▶ _Exercise requirements_
What do the lines from the one containing "In this exercise you will mark the orange juice" through the end of the entries say? Quote them exactly, and only them.

▶ _Records for the task_
==================================================

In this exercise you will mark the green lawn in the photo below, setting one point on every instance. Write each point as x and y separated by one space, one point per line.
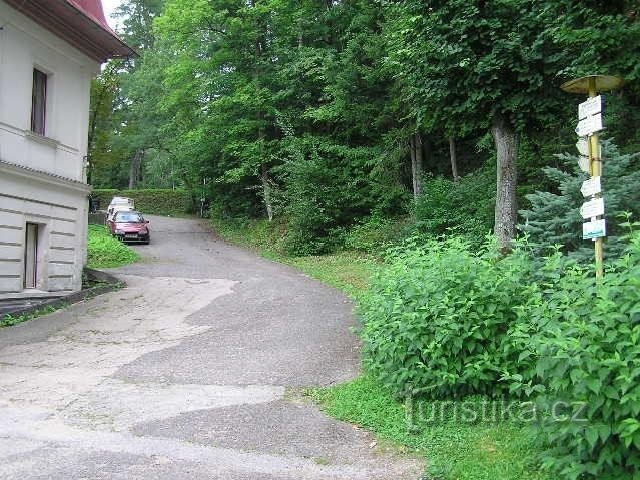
105 251
454 450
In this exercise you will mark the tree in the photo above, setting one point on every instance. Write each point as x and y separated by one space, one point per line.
492 65
554 218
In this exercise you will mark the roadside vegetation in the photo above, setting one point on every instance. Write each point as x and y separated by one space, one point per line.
105 251
9 320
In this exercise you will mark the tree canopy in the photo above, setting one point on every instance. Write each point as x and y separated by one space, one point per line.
323 112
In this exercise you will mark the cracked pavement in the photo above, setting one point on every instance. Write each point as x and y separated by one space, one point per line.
184 374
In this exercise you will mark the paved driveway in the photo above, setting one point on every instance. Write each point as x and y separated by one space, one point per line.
184 375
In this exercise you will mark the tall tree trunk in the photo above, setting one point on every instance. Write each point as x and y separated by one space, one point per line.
134 169
266 191
506 142
454 159
419 162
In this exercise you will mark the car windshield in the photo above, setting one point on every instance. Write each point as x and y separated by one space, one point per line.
129 217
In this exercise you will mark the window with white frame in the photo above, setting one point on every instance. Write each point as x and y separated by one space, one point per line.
39 102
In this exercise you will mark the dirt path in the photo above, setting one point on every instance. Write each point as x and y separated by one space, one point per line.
183 375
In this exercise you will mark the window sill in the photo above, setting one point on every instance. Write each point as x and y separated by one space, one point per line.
36 137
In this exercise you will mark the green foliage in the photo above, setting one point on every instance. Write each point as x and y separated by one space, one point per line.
453 450
587 353
375 233
436 318
462 208
151 201
105 251
554 218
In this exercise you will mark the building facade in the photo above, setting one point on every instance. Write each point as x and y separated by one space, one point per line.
49 52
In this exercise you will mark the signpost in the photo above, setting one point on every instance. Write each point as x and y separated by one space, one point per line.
591 187
589 124
592 208
592 106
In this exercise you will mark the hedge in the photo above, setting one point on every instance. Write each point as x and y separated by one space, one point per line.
152 201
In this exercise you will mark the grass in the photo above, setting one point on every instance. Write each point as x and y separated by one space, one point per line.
346 271
10 320
454 450
105 251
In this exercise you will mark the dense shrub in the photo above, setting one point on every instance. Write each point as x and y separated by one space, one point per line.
437 317
152 201
326 188
465 207
588 359
374 234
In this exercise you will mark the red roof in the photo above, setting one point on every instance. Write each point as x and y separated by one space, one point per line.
92 9
80 22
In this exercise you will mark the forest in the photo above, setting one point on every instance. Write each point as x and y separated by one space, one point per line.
437 128
325 114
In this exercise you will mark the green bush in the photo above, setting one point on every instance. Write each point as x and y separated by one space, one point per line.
554 217
326 188
588 363
374 234
437 317
151 201
465 207
105 251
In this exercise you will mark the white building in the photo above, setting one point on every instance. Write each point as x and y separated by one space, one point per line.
49 52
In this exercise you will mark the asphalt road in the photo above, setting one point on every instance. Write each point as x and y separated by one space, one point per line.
188 373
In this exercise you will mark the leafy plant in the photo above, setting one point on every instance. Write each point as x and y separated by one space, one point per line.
588 361
436 319
463 208
105 251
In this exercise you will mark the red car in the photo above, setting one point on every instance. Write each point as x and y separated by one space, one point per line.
130 226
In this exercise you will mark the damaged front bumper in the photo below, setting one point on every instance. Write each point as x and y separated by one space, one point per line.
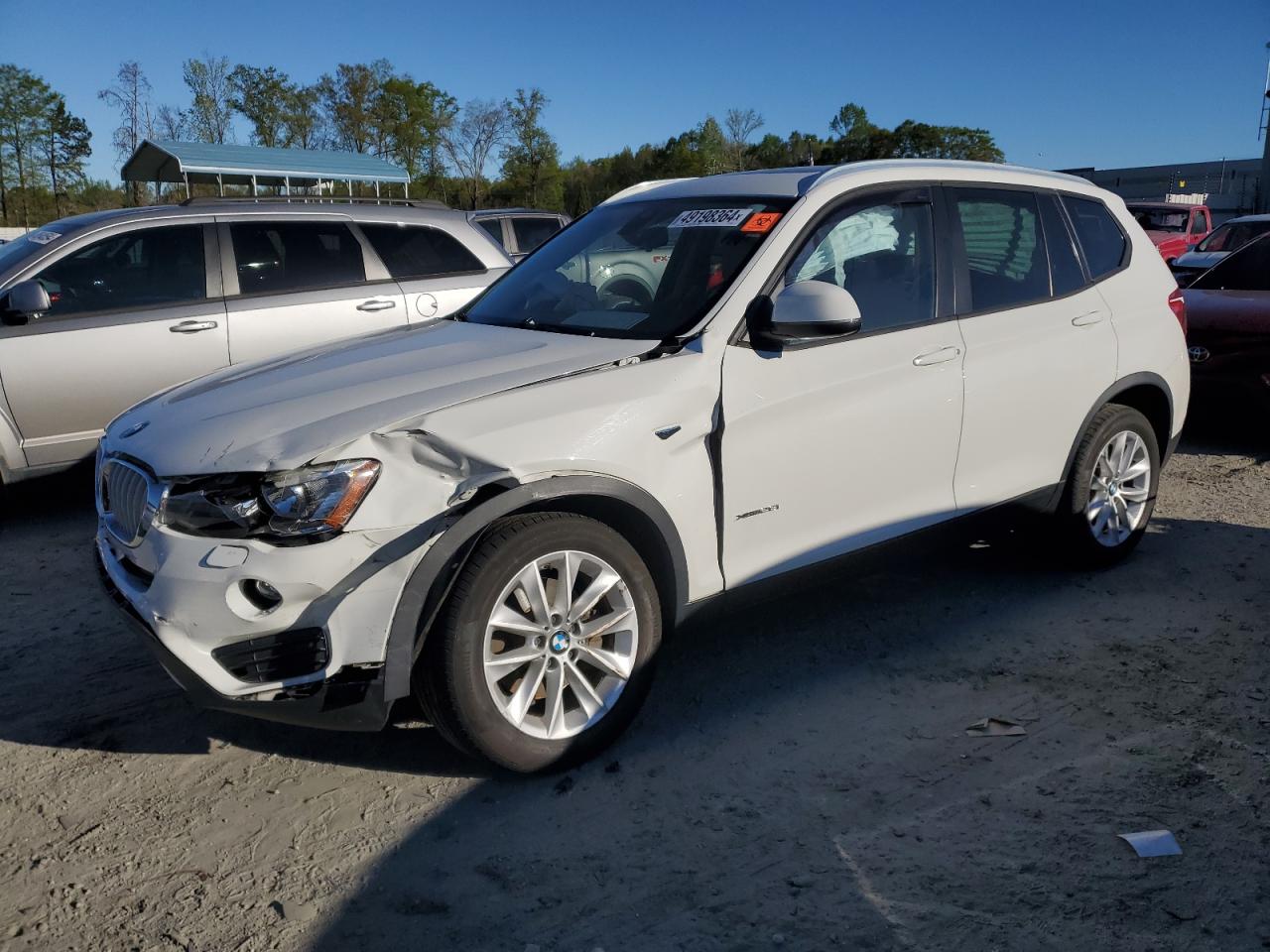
354 702
338 603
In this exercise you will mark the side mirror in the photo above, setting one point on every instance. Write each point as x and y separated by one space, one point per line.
27 299
815 308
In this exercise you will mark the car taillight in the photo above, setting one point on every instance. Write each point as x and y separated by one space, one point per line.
1178 304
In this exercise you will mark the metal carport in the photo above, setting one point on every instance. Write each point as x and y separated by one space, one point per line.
257 166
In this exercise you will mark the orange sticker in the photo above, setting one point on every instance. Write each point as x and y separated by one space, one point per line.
761 222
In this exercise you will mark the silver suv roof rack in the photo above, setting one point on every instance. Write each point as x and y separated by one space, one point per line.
317 199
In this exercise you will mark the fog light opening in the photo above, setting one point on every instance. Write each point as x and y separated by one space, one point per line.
261 594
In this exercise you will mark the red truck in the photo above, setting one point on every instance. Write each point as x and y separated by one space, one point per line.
1173 226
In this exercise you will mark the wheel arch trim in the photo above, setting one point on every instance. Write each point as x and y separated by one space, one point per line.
429 585
1121 386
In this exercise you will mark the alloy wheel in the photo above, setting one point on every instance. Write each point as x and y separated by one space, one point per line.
561 644
1119 489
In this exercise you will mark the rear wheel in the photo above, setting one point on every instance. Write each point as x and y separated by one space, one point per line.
545 651
1111 489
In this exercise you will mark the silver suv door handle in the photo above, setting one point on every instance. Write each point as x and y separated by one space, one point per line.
191 326
942 356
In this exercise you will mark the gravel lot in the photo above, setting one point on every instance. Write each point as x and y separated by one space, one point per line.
801 775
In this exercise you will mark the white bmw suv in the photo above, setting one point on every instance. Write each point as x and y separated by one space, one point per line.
506 511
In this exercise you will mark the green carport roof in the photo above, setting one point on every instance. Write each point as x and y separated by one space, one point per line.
204 162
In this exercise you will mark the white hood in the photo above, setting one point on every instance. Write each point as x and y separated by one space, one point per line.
284 413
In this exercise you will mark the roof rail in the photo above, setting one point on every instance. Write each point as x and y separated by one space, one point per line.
318 199
640 186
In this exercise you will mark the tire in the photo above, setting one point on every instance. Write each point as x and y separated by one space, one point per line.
474 697
1102 522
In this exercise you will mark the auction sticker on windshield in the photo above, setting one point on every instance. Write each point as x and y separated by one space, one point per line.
711 217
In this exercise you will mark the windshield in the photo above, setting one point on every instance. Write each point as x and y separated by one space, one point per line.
638 270
1233 235
1246 270
1161 218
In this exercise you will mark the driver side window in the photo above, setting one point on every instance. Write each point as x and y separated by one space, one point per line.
136 270
883 254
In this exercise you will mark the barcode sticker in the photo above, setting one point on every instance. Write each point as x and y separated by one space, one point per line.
711 218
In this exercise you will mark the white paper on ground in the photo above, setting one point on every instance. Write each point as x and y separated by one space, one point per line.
1152 843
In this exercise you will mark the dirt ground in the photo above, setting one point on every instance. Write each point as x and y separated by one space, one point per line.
799 778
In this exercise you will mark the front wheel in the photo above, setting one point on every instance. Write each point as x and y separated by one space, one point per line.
1111 489
545 652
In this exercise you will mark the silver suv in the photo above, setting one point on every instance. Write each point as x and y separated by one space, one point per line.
102 309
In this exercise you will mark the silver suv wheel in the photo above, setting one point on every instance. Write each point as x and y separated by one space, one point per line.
561 644
1119 489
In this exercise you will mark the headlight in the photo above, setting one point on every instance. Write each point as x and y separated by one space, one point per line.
318 498
298 504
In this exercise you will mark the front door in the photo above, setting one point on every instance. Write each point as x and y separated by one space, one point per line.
833 444
296 282
131 315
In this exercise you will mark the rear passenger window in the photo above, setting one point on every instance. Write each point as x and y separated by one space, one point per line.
1247 270
1101 240
883 254
1065 261
531 232
1005 249
295 255
413 252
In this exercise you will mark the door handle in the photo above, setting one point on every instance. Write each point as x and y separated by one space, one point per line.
942 356
193 326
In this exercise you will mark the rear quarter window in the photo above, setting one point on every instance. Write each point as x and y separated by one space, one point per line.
420 252
1101 239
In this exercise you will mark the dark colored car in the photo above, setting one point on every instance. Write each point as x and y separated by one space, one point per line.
1228 320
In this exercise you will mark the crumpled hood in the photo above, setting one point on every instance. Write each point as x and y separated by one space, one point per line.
284 413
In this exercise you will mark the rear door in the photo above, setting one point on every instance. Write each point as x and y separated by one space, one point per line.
295 282
135 311
436 271
1039 343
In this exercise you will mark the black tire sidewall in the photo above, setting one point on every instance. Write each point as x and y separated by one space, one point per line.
462 656
1111 420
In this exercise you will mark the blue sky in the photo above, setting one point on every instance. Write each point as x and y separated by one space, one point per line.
1058 84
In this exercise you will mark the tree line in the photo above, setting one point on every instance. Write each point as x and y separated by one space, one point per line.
476 154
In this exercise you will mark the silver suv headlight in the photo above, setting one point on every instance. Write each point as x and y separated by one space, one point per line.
307 504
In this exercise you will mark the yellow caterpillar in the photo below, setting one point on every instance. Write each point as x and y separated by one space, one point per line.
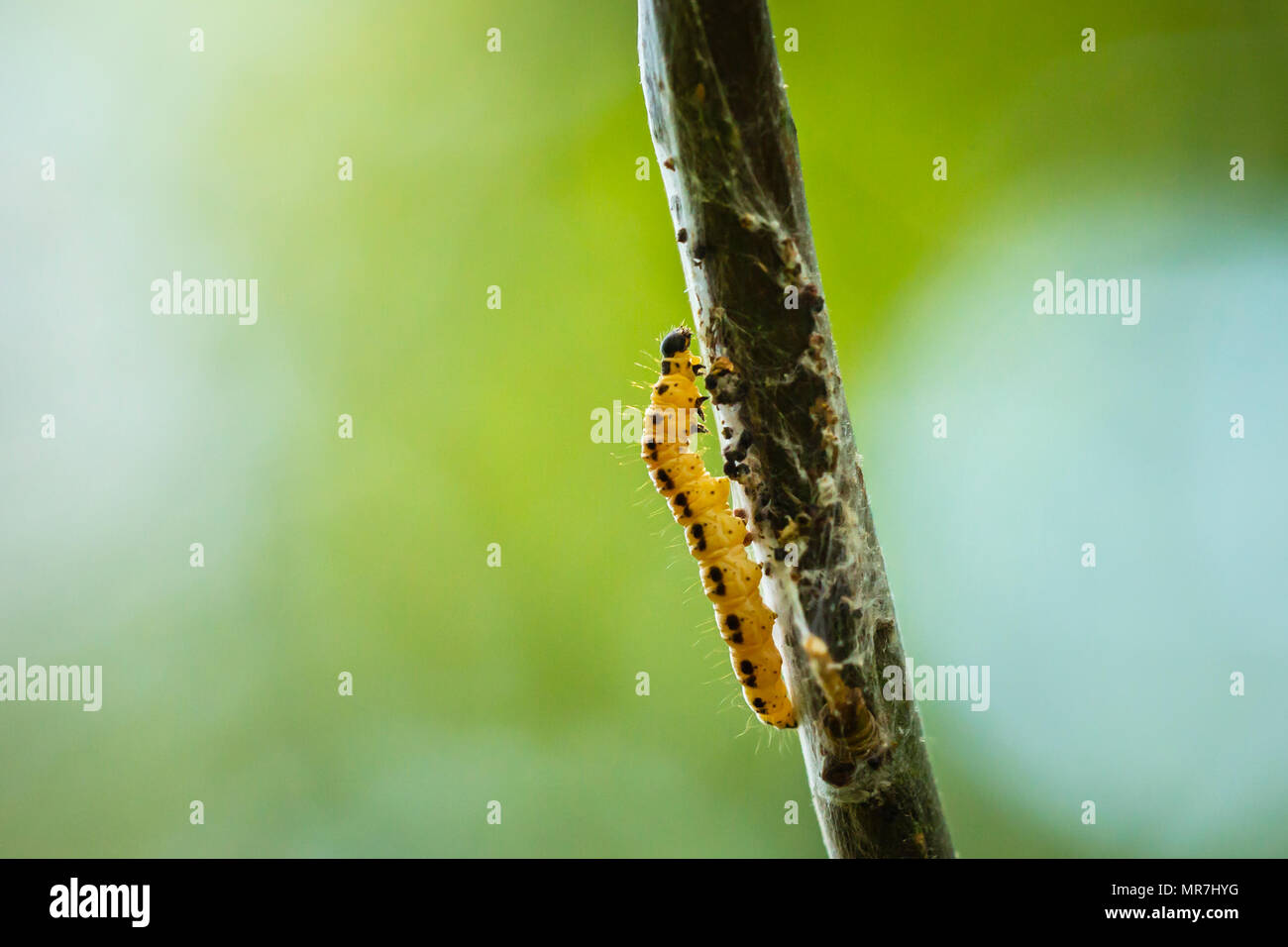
716 538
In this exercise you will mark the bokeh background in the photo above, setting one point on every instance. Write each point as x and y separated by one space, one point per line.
472 425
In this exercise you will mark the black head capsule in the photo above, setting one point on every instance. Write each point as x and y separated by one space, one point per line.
677 342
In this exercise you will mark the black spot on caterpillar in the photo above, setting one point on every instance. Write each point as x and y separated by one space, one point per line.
716 538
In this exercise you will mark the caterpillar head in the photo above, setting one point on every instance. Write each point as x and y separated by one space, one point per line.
677 342
677 359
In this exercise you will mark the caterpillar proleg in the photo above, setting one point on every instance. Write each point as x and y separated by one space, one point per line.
716 538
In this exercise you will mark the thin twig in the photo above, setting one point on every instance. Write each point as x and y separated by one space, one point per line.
725 140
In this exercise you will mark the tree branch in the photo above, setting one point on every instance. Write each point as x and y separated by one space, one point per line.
725 138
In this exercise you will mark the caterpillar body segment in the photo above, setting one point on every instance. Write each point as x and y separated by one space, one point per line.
716 538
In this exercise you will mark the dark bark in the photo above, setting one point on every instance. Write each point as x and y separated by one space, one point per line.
726 145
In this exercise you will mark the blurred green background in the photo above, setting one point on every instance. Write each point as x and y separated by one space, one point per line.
472 425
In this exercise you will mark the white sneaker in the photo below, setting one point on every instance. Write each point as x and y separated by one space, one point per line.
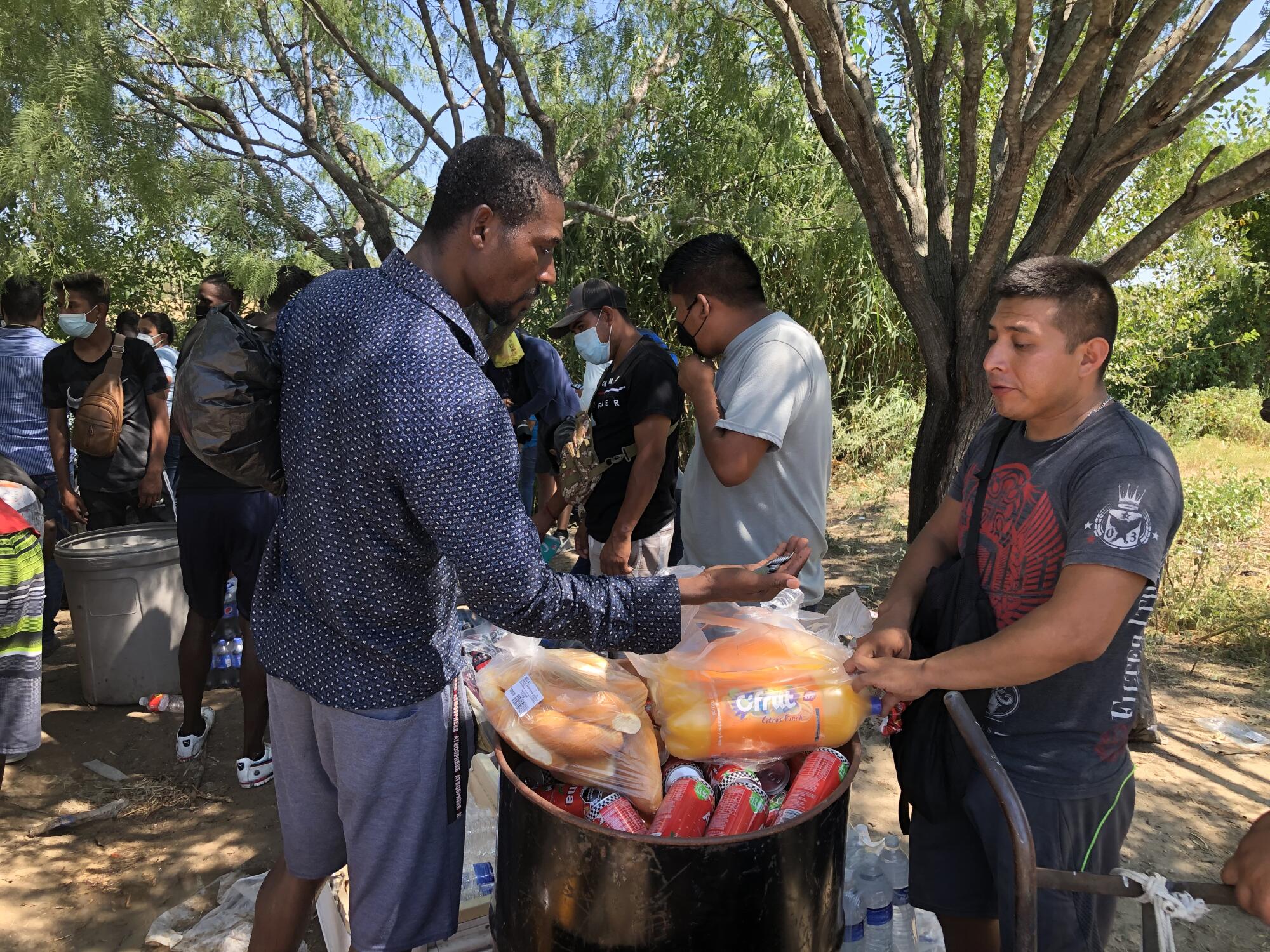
256 774
191 746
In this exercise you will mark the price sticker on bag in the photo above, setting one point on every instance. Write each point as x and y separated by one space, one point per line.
524 696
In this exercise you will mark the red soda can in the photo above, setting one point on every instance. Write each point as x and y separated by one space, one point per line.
774 810
613 810
741 808
686 809
568 798
721 772
675 770
821 775
775 777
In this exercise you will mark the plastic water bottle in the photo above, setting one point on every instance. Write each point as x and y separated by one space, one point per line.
854 916
220 664
895 868
481 842
164 704
876 896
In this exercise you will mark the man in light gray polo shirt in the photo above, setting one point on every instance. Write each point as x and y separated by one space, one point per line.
760 466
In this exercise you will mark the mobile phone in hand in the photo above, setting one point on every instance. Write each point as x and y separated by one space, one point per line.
775 565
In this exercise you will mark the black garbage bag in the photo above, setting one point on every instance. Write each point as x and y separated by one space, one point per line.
229 395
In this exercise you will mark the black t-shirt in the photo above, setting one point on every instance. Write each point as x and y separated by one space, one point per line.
647 384
67 378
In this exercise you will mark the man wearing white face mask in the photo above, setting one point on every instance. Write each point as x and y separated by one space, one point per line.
130 480
637 408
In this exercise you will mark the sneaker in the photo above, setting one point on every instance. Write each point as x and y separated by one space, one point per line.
191 746
256 774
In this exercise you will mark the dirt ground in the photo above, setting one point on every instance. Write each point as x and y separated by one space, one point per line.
100 887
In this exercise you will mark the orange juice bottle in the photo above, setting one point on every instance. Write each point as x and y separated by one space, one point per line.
758 694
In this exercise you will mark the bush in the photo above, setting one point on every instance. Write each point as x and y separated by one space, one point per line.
1211 592
1224 510
1225 413
877 430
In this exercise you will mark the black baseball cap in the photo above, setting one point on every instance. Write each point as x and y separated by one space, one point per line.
590 296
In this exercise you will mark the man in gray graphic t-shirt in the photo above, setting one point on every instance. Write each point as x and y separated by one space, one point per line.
1080 508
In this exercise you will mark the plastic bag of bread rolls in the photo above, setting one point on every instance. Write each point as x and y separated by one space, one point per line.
577 715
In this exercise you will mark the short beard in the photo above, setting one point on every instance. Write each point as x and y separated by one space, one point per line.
501 314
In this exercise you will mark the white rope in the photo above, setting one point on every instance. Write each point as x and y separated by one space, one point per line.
1169 906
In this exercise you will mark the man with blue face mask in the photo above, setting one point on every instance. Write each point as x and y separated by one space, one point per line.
637 406
130 480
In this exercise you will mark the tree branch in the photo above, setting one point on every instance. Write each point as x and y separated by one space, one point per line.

==================================================

▶ _Answer to the task_
In this exercise you will mark the orange juice bottle in the photo above, setting one point on every instance. Write each point as x and y separated by one space, one point per line.
758 694
In this exercise you will mark the bush in the photo above, setting one point on every instance. Write each point as x and y separated by one space, one point per line.
1211 592
1224 510
1225 413
877 430
In this exercise you will mark the black baseball cap in the photo above, setting one point on every instance. Write each point as x and y separated by one space, one point per line.
590 296
In this exercise you will mark the man in gray graphic t-shirt in the photo above, setting one point on every instance. Write each point as x and y separated by one space, one point per line.
1080 508
In this exercise you will mark the plastic bag of bread rolls in the photo above, setting one point on every instance. Write each point as x and y separated by one space, one point per line.
577 715
In this exercise you will mark the short beard in the photo above, setting one point on every instance. Write each point as x and y separated by one space, one point per line.
501 314
In this exercise you will mark the white rope in the photo above, setting one point on every instance. Write each point as x and y separated by one space, one point per line.
1169 906
In this exercise you will mark the man with blue face mask in the photo above, setting one point on every instance. Write each point as x and y separated by one space, one point per line.
637 406
130 480
In this exercise you will mark the tree branch in the photo above, setting one point on every instance. Write each point as x and y separated by one space, one point per line.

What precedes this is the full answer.